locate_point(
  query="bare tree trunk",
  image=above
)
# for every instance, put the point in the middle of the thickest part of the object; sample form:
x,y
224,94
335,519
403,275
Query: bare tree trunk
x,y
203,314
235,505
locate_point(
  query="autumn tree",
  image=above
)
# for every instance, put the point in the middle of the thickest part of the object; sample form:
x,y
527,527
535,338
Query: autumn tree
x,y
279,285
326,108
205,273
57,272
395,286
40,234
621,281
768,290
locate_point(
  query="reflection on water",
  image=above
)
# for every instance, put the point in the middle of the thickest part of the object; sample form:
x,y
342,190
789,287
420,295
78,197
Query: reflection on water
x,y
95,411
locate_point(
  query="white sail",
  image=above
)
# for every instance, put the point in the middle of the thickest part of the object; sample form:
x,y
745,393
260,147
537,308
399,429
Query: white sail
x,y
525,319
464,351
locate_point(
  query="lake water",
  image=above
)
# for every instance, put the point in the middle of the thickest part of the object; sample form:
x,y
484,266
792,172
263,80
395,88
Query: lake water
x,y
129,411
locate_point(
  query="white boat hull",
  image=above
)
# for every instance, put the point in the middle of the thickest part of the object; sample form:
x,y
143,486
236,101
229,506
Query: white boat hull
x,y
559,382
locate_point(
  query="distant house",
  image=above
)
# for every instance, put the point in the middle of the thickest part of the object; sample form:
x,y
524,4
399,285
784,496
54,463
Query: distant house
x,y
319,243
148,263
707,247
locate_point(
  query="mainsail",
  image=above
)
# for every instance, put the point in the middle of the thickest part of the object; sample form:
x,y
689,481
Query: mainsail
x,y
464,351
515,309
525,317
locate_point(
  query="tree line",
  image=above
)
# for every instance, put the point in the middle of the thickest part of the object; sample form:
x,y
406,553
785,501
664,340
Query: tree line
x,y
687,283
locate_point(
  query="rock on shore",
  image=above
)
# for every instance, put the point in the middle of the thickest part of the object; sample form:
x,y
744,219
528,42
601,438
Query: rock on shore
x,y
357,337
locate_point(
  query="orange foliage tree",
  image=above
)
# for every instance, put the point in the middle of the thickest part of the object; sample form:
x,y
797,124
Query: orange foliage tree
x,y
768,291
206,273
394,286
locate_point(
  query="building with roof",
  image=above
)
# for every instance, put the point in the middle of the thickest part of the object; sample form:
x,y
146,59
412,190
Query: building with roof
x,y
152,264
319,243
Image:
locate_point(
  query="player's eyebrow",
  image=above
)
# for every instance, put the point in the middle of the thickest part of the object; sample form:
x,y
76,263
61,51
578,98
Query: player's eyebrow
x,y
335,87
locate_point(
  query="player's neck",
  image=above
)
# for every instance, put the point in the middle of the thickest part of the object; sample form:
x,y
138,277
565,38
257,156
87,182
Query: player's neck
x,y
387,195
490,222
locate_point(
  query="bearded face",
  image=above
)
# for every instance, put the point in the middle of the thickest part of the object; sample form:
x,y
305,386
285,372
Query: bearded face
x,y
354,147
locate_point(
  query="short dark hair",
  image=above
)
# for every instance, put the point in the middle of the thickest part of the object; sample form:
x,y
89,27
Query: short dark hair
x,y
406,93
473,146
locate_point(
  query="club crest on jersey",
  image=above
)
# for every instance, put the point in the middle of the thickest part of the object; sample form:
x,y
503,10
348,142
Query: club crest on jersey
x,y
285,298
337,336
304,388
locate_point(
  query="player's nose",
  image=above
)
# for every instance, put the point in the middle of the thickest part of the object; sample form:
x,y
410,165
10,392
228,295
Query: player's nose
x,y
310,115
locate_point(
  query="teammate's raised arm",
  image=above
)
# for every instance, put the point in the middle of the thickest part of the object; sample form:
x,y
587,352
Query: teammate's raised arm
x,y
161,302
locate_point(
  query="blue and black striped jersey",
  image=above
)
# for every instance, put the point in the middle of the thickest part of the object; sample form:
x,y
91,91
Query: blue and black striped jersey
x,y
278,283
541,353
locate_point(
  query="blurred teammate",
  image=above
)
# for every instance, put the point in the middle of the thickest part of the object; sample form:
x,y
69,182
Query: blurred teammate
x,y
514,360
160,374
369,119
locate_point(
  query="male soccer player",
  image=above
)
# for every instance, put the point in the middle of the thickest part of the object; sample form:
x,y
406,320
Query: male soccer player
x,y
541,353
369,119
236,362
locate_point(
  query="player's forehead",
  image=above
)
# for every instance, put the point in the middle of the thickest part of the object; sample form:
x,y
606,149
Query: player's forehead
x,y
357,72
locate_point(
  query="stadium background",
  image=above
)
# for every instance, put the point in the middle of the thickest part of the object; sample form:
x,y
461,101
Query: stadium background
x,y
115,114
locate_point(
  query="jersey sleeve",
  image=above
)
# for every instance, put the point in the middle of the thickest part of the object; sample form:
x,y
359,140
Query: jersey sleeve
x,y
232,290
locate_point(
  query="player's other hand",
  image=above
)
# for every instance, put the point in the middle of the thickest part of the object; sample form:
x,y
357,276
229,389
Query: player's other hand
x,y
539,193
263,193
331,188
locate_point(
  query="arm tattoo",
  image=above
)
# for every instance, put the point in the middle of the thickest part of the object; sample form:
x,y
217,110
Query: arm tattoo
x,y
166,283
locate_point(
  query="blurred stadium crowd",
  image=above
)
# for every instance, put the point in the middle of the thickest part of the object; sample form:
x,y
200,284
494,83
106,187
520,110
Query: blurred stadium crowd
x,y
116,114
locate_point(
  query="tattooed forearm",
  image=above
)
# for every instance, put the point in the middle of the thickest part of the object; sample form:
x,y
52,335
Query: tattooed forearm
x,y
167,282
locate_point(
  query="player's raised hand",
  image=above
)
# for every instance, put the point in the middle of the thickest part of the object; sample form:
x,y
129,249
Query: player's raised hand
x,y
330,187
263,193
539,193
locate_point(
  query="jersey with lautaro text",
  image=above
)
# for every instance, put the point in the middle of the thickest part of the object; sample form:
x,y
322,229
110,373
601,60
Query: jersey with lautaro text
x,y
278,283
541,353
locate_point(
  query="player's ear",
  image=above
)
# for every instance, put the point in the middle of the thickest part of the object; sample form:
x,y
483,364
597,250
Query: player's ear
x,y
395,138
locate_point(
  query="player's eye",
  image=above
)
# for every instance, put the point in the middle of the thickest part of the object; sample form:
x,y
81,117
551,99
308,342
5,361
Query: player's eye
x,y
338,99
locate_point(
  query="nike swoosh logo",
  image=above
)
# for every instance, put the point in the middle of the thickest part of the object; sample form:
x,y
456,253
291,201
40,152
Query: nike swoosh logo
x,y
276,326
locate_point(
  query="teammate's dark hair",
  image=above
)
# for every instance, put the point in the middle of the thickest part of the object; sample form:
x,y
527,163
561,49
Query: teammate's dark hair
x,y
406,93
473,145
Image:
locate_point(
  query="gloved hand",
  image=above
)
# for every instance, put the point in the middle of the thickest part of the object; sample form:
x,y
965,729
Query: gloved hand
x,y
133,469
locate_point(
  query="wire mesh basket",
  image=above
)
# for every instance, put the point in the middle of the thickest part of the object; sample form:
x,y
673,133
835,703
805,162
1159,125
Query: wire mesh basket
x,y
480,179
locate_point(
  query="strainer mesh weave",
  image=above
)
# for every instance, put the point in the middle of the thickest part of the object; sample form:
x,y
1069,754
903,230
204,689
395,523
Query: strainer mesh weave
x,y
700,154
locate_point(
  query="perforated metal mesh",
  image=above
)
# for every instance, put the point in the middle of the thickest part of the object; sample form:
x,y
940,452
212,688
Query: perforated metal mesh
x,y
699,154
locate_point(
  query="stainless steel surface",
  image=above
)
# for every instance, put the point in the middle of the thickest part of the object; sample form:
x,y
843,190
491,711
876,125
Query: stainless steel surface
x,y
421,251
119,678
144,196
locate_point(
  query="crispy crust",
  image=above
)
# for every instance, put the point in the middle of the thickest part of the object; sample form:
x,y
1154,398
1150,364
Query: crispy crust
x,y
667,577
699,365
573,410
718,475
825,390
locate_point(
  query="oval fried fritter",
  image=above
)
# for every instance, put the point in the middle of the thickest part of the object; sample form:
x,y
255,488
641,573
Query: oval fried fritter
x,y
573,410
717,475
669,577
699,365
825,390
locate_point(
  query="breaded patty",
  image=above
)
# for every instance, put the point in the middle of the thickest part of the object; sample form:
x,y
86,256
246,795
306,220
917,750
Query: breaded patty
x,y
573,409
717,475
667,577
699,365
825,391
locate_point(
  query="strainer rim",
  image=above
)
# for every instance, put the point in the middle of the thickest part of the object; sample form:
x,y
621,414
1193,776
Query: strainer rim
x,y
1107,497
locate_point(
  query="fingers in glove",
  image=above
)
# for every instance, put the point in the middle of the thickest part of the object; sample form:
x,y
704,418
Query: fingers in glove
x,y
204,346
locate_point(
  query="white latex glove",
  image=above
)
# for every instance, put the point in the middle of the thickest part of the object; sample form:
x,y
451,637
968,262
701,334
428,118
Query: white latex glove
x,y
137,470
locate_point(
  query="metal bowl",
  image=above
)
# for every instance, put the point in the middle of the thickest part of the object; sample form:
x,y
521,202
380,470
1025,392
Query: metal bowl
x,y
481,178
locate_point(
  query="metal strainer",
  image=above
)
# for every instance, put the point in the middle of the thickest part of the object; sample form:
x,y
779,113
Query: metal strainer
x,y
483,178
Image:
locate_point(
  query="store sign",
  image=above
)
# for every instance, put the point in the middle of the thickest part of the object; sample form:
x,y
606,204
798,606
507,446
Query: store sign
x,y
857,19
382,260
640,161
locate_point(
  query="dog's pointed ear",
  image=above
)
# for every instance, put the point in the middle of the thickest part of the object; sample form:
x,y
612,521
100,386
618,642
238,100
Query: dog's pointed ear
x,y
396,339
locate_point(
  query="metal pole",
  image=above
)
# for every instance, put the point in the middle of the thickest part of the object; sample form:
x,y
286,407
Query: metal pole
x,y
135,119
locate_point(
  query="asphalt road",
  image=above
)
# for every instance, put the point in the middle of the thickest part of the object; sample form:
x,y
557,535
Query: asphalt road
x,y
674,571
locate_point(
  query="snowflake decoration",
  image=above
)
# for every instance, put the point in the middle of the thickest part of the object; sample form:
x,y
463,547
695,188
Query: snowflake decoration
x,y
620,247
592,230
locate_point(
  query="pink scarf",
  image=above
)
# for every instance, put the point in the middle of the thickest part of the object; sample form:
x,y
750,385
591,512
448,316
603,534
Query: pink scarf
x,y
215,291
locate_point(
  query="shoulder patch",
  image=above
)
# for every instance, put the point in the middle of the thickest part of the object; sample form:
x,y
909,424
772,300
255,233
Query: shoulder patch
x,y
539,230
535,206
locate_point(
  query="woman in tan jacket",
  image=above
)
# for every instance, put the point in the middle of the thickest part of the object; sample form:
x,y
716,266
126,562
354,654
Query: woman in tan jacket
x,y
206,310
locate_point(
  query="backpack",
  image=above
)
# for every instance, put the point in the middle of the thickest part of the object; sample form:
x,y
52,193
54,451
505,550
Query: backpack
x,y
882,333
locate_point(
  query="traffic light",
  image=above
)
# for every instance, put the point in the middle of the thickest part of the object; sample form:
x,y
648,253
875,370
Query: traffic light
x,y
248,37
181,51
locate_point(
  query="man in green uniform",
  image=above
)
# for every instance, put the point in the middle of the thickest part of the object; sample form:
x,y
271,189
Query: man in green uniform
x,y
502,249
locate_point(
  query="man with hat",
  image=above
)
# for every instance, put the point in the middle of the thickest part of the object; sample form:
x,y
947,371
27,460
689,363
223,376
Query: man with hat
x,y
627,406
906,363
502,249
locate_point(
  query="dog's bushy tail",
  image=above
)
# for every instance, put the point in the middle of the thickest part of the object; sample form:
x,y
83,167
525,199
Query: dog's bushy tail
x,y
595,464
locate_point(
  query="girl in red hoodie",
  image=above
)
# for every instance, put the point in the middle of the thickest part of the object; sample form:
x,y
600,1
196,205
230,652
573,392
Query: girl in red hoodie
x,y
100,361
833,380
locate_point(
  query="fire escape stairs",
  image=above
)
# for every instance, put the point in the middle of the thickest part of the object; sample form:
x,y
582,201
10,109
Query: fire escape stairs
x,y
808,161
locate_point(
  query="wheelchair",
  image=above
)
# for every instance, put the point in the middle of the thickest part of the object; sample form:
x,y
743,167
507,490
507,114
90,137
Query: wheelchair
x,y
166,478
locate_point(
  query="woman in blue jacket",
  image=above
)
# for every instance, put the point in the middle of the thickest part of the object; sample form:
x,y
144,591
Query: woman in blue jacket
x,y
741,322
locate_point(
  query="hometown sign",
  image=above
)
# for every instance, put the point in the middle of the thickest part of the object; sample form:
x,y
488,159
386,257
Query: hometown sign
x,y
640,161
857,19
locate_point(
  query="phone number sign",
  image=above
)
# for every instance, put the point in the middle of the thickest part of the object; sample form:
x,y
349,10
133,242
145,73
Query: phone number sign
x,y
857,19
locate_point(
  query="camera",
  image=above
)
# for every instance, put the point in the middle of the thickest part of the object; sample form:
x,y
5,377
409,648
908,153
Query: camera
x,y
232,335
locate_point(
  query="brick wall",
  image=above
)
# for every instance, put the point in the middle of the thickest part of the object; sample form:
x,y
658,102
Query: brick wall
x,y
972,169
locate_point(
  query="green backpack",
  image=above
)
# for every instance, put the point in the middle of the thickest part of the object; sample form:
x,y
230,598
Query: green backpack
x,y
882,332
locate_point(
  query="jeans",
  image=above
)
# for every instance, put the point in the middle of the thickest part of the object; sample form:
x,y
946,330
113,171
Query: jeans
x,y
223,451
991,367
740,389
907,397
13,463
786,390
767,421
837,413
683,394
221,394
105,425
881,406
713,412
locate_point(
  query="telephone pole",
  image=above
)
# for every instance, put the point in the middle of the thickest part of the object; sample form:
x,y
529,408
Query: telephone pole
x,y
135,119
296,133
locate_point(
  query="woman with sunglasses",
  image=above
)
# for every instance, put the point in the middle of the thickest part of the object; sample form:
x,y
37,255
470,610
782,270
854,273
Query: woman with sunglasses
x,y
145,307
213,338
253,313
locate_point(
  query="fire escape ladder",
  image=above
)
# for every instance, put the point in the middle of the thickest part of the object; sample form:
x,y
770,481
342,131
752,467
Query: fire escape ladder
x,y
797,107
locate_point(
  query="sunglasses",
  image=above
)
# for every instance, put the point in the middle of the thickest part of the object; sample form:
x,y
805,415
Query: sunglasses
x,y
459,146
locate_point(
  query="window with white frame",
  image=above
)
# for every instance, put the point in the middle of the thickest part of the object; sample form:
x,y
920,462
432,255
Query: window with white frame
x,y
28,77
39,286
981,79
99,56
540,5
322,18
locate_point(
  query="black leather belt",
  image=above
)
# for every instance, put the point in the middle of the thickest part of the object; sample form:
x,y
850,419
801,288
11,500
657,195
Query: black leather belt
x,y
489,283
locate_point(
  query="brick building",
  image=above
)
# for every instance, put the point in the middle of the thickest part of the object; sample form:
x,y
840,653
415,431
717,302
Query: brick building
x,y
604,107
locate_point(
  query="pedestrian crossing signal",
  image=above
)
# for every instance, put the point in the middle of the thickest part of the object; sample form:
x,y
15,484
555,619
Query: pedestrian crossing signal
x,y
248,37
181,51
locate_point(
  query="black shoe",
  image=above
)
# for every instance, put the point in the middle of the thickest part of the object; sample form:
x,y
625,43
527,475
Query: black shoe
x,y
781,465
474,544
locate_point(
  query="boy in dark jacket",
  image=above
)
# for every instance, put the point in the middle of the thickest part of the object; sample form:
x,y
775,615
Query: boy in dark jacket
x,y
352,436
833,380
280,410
++++++++++++++++++++
Identify every line of the records that contains the string "perforated" and copy each such line in full.

  query="perforated metal mesh",
Query: perforated metal mesh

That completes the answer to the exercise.